** Opening THE INPUT block **

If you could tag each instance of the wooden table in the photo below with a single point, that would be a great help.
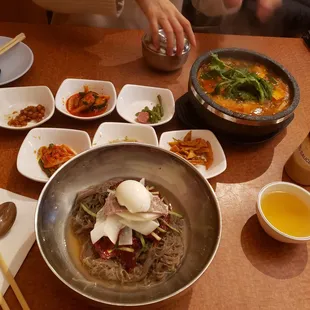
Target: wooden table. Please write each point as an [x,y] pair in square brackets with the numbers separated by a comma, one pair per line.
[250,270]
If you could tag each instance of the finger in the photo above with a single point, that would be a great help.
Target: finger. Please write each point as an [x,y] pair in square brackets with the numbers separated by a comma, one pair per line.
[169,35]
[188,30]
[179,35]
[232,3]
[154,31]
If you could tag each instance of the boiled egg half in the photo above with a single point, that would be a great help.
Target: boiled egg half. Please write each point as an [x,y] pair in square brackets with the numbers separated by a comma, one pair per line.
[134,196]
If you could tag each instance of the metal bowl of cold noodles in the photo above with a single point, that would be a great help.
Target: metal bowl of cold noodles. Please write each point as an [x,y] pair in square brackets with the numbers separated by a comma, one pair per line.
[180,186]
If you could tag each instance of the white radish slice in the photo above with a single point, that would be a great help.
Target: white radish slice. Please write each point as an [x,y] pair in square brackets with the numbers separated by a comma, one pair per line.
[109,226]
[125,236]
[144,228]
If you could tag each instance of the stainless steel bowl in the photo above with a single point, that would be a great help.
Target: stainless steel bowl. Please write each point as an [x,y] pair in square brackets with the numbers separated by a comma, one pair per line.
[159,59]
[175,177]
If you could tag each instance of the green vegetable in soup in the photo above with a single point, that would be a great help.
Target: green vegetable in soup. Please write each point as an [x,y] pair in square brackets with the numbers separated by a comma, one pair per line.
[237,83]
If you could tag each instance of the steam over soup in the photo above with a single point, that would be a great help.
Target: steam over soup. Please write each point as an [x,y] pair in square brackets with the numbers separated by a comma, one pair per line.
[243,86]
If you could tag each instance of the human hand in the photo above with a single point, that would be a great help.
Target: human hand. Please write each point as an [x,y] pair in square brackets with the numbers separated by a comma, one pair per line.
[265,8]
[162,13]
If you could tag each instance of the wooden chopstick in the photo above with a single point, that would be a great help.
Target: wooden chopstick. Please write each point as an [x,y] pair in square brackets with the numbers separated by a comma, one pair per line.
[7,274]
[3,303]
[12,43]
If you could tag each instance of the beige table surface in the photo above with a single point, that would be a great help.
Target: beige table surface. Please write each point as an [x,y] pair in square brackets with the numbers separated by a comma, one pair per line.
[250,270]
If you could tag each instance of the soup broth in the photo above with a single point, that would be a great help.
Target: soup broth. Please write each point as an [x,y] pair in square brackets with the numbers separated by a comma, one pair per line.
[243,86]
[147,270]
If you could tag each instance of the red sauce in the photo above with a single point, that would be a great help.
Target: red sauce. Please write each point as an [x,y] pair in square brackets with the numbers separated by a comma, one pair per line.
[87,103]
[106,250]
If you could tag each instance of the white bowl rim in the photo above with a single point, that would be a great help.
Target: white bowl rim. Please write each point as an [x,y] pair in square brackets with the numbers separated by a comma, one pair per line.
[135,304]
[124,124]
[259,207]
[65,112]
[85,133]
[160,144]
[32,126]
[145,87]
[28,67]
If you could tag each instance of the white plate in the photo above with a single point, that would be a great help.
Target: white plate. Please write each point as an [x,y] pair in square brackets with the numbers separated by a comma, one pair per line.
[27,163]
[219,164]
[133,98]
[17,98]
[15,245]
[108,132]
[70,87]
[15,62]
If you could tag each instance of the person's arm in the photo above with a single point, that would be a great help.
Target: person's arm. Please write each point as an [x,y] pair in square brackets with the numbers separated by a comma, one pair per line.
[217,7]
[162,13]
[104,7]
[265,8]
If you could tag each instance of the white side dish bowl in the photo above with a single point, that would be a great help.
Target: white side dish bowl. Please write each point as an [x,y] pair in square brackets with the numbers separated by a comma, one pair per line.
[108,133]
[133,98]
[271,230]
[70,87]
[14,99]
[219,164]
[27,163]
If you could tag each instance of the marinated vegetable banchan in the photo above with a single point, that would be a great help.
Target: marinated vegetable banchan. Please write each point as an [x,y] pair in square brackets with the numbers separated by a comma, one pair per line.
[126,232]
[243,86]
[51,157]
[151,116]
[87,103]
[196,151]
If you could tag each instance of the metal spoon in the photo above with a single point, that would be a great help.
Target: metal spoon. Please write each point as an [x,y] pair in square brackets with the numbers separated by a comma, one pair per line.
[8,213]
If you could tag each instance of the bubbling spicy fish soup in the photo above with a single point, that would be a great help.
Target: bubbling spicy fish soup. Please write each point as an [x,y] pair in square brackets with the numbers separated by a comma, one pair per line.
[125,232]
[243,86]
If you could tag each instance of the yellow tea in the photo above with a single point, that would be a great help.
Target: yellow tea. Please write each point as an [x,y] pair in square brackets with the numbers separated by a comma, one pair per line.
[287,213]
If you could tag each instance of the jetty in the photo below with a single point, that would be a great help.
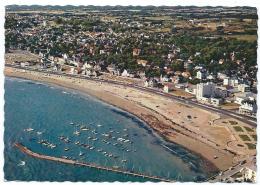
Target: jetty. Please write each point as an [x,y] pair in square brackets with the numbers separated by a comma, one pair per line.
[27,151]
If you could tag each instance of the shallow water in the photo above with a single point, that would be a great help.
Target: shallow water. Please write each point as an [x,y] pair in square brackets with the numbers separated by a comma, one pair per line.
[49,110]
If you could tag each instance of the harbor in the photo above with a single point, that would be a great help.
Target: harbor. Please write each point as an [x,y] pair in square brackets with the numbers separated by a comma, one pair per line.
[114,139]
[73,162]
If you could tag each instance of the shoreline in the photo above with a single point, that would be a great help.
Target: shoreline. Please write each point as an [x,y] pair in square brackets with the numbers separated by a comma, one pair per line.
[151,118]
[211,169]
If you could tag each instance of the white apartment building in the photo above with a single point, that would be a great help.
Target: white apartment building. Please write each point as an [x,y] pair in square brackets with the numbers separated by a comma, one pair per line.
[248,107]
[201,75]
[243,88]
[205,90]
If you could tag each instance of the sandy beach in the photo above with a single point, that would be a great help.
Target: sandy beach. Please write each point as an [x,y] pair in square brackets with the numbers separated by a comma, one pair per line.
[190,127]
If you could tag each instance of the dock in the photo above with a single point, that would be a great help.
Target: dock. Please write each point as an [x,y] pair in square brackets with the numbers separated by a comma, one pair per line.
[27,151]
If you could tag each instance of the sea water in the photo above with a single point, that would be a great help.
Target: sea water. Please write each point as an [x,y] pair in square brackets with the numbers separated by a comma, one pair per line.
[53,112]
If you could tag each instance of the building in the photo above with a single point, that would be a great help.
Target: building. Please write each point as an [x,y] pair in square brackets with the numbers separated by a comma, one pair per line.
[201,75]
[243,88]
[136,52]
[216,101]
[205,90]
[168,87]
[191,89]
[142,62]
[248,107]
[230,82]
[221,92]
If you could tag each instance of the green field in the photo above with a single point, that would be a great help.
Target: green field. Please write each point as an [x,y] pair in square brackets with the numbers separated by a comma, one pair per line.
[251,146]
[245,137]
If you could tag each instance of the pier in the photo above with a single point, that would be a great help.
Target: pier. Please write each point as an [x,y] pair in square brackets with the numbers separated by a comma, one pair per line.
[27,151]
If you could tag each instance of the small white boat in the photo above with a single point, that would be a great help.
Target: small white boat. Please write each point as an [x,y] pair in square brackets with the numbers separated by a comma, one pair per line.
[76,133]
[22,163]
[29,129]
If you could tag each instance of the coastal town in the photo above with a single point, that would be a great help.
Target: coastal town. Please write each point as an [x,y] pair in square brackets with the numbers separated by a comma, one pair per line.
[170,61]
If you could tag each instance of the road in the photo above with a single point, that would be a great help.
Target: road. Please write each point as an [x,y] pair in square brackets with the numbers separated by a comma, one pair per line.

** Closing THE INPUT block **

## PROBLEM REQUIREMENTS
Every line above with the string "road" in it needs to be copied.

## OUTPUT FOR THIS EXERCISE
If you could tag each instance of the road in the photo above with a single point, that would be a great help.
Target: road. Please write each point as an [x,y] pair in square brackets with the numbers separated by a comma, one pair per line.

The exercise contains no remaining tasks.